### Task prompt
Copy the whole listing below word for word, but leave out the pictures.

### Task input
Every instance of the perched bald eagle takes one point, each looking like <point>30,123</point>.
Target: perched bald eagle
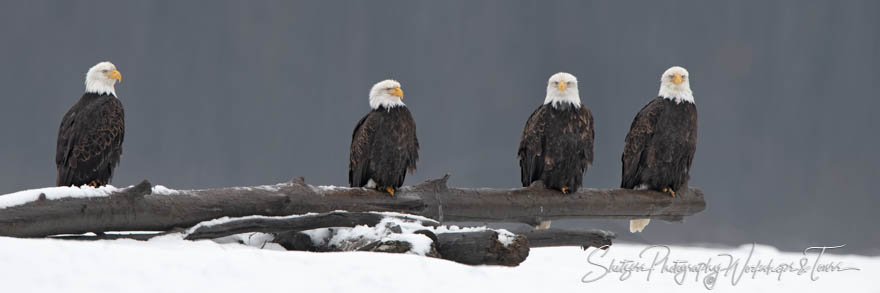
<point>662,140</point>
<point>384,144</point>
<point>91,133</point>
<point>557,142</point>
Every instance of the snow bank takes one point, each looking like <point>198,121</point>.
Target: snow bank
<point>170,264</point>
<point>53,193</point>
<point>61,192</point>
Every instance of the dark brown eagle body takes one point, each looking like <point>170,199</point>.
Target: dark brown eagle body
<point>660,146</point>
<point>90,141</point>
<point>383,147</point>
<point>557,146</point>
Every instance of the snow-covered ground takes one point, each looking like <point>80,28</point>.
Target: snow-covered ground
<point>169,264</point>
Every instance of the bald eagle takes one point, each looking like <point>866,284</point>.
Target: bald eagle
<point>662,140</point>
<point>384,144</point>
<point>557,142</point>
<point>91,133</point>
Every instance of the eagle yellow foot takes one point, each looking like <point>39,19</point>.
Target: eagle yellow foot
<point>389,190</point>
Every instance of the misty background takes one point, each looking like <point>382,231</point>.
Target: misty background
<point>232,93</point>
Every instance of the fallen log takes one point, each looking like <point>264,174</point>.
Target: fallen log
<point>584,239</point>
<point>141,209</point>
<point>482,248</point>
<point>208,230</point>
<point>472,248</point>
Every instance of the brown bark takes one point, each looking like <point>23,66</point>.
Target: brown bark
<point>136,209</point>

### The output
Every instance of the perched bald eagle takes one point, each looking like <point>30,123</point>.
Target: perched bald eagle
<point>662,140</point>
<point>384,144</point>
<point>91,133</point>
<point>557,142</point>
Every instance of the snow bank takes one point, each looking like <point>198,121</point>.
Target: snow bank
<point>170,264</point>
<point>53,193</point>
<point>61,192</point>
Every instance of the dark brown eagle body takes one point, each looking like <point>170,199</point>.
Target: dark brown eagle body
<point>660,146</point>
<point>90,141</point>
<point>383,147</point>
<point>557,146</point>
Every instance of the snow-covered ground takes one point, each looking like <point>80,28</point>.
Target: snow-covered ground
<point>169,264</point>
Every instance of the bald eagle takes one point, each looking like <point>866,284</point>.
Target: bald eagle
<point>662,140</point>
<point>384,144</point>
<point>557,142</point>
<point>91,133</point>
Every instance of the eagle yellow foot takes one point, each looking like <point>39,19</point>.
Target: eagle yellow foot
<point>389,190</point>
Every instance of the misty background takes one point, each looking like <point>382,231</point>.
Target: misty background
<point>232,93</point>
Every instance of the fallen log takes one point, each looking like <point>264,174</point>.
Target: fallen log
<point>584,239</point>
<point>141,209</point>
<point>482,248</point>
<point>208,230</point>
<point>472,248</point>
Every instance of the brown bark takes one point, each looking like <point>23,66</point>.
Target: brown bark
<point>136,209</point>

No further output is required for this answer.